[What you are asked to do] Each line containing the word "kind" must be copied from the material below.

*** Supplied data ***

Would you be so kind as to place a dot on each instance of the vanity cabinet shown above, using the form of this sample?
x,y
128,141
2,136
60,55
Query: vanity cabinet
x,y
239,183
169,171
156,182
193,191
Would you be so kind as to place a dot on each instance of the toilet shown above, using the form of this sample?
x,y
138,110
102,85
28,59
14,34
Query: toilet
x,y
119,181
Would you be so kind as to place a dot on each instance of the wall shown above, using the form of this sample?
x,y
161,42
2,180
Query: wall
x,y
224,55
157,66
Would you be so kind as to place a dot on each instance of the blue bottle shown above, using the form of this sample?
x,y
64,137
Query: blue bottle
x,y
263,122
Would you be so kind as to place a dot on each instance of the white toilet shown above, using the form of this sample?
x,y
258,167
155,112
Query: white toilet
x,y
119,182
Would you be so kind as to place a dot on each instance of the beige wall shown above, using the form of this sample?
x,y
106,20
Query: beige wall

*** End of Supplied data ***

[Result of this exercise]
Would you be so kind as to place a dot on each instance of the vanity cabinet shown above, using the form of this sample?
Would you be so kind as to place a dot on each instance of the toilet shown above, using the form of this sample?
Would you be so kind as to place a dot on each instance of the wall shown above, using the form of this sample?
Would you be so kind as to place a dot on each instance of the blue bottle shown above, using the form of this sample?
Would you be so kind as to place a dot on each instance of the white toilet shown above, using the form of this sample?
Would you be so kind as to place a dot on each instance of the beige wall shown above, using the form of this sample?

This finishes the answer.